== Given request ==
Retype the full set of records. Keep every character identical.

---

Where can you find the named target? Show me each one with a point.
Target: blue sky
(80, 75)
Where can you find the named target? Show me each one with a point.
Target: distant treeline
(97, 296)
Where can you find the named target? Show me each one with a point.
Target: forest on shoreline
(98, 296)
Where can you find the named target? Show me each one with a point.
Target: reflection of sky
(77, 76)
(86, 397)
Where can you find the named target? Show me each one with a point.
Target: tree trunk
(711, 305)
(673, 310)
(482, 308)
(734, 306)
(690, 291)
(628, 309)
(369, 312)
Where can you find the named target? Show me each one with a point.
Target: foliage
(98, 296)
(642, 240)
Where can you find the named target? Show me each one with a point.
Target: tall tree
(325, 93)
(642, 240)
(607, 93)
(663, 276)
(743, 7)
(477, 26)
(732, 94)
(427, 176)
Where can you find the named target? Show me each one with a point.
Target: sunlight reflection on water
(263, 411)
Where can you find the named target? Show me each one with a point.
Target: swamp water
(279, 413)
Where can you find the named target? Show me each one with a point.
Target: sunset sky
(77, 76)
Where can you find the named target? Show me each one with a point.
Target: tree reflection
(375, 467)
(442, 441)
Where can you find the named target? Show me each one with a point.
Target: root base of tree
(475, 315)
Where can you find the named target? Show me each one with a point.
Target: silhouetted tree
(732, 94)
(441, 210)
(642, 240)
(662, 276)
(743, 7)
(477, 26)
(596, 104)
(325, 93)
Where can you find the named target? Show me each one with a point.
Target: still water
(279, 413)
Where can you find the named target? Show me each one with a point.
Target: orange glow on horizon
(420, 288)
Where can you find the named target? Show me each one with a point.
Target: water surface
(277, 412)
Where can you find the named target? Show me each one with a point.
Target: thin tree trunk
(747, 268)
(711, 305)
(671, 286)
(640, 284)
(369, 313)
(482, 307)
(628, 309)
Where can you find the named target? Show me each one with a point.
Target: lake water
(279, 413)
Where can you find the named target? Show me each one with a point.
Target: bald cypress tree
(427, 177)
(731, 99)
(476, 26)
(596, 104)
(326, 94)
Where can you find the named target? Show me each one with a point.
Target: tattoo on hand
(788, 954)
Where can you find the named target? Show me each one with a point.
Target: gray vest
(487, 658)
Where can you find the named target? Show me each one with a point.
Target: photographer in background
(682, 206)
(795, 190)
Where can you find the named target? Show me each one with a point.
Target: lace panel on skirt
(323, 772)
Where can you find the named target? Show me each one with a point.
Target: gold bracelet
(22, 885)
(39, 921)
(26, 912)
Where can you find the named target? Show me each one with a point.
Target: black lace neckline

---

== Answer in full ==
Where can you find the named target? Show me each one with a point.
Target: blue sky
(80, 75)
Where can you find the named target? Show me each one with a point.
Target: distant treeline
(97, 296)
Where can you find the named target? Show me each one with a point.
Target: forest on shoreline
(98, 296)
Where can you find the named target? Show me each one with a point.
Target: reflection of sky
(77, 76)
(86, 397)
Where can you find the named target? Show me each one with a point.
Target: tree trunk
(711, 305)
(673, 310)
(482, 308)
(734, 306)
(690, 291)
(628, 309)
(369, 312)
Where can you find the named target? Show me each one with a point.
Target: foliage
(98, 296)
(642, 240)
Where can you find the named target? Show me each one with a point.
Target: tall tree
(325, 93)
(642, 240)
(607, 93)
(663, 276)
(743, 7)
(477, 26)
(732, 94)
(427, 176)
Where can you find the named target? Show me each one with a point.
Target: sunlight reflection on water
(263, 411)
Where can you find the named target? Show me each one with a point.
Target: swamp water
(279, 413)
Where can you find the named target? Show me each one with a point.
Target: sunset sky
(77, 76)
Where can you find the named target? Show me each one with a point.
Target: tree reflection
(375, 467)
(442, 441)
Where can you find the named target? Show me each one with a point.
Target: root base of tree
(475, 315)
Where can you find the named target? Show me each one with a point.
Target: silhouetted tree
(732, 94)
(441, 210)
(642, 240)
(662, 276)
(743, 7)
(477, 26)
(596, 104)
(325, 93)
Where can you find the named target? Show me each one with a point.
Target: still water
(279, 413)
Where can you find the named target? Show me each one with a point.
Target: orange glow on horizon
(420, 288)
Where can you find the named target? Show me each one with a point.
Target: water surface
(277, 412)
Where can you find the named target? Show me each one with a point.
Target: thin tree trunk
(747, 268)
(711, 305)
(671, 286)
(640, 284)
(369, 313)
(482, 307)
(628, 309)
Where can you find the named target? Show me each one with a point.
Target: lake water
(279, 413)
Where can you find the named target? Show me each one with a point.
Target: bald cypress tree
(427, 177)
(731, 99)
(476, 26)
(596, 104)
(326, 94)
Where can you find the named target? Show me each one with a point.
Target: tattoo on hand
(788, 954)
Where can you find the named target? Show me each one with a point.
Target: gray vest
(487, 658)
Where can you find the named target? Show me each one with a point.
Target: photographer in background
(682, 206)
(795, 190)
Where can you find the named target? Show me each one with a point.
Target: lace panel on skirt
(323, 772)
Where can you find the named target? Show me each one with a point.
Target: gold bracelet
(22, 885)
(39, 921)
(26, 912)
Where can you find the named target? Show me each one with a point.
Target: black lace neckline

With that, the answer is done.